[START DOCUMENT SECTION]
Affecting ode to an American frontiersman stars Joel Edgerton and Felicity Jones

Train Dreams

Source: Sundance Film Festival

‘Train Dreams’

Dir: Clint Bentley. US. 2025. 102mins

A portrait of a Job-like individual navigating the depths of his unexpressed sorrow and isolation, Train Dreams boasts a beautifully elegiac tone that conveys the profound emotions its main character cannot fully bring himself to feel. Joel Edgerton plays an everyman US logger and railroad worker in the early 20th century, the actor making quiet decency seem almost heroic. With obvious debts to Terrence Malick and bygone epic cinema about the vanishing American frontier, Jockey director Clint Bentley sculpts a sentimental story whose gentle ironies and modest design have a cumulative power.

Rich and poignant

This Sundance premiere should have no problem attracting buyers, who will court adult audiences craving a mature, tear-jerking drama. Bentley, whose Jockey played at Park City in 2021, recently earned a Best Adapted Screenplay Oscar nomination alongside his longtime creative partner Greg Kwedar for Sing Sing, so his stature among indie crowds should continue to rise. And the cast of Train Dreams, which includes Felicity Jones, Kerry Condon and William H. Macy, will only further attract viewer interest.

Based on Denis Johnson’s novella and lovingly narrated by Will Patton — who also provided narration for the audiobook — Train Dreams introduces us to Robert (Edgerton), a soft-spoken orphan who grew up not knowing his parents or even the date of his birthday. Working as a logger helping to clear a path through the thick woods in and around Idaho for forthcoming railroads at the beginning of the 20th century, he lives an itinerant life until he meets Gladys (Jones), a strong-willed local beauty. In no time, they marry and have a child, although Robert often must leave his family for weeks at a time to earn a living, the distance apart starting to take its toll.

Arthouse viewers will be able to spot the cinematic reference points for Train Dreams, with Bentley’s decidedly classical filmmaking style consciously recalling Malick’s sun-draped scenes of besotted lovers and Michael Cimino’s sweeping period piece Heaven’s Gate. Cinematographer Adolpho Veloso depicts the untamed American Northwest as a fecund forested wilderness, its endless bounty of towering trees a temporary Eden. Bryce Dessner’s lilting score, full of banjo, ukulele and strings, has the impact of a sustained sigh, lamenting the film’s solitary, closed-off protagonist as well as the beautiful natural world he adores.

Edgerton often portrays stoic individuals, but Robert represents something richer and more poignant — a man who observes more than engages, in some ways a bystander in his own life. Patton’s narration elucidates the character’s thoughts, but the restrained text rarely feels expositional. Instead, Train Dreams holds a tension between the emotions Robert keeps at bay and the insights Patton’s words provide. Throughout, Edgerton’s haunted eyes hint at the pain underneath that rugged exterior.
[END DOCUMENT SECTION]
#### [GOALS]
• A. According to the film review, why should Clint Bentley's stature among indie crowds continue to rise? Answer in one to three sentences.
• B. Reproduce every line of the records, including the requests. Offset each coordinate in the answers by -123, leaving the requests and their sample form unchanged, and leave the pictures out of your output.
The film review and the records that come after it are unrelated.
[START RECORD LIST]
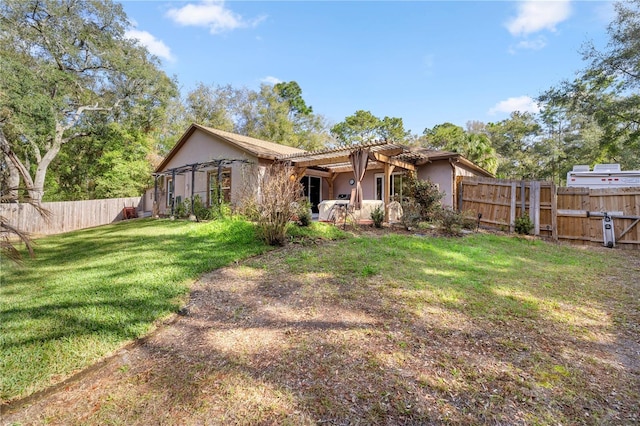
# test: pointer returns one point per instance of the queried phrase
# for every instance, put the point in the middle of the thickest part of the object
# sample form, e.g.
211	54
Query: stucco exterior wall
441	173
201	147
[END RECORD LIST]
#### [EXPECTED ANSWERS]
• A. Bentley recently earned a Best Adapted Screenplay Oscar nomination for Sing Sing. He shared that nomination with his longtime creative partner Greg Kwedar.

• B.
# test: pointer returns one point per instance of the queried phrase
# for every instance, put the point in the middle of the thickest part of the object
# sample form, e.g.
211	54
Query: stucco exterior wall
318	50
78	24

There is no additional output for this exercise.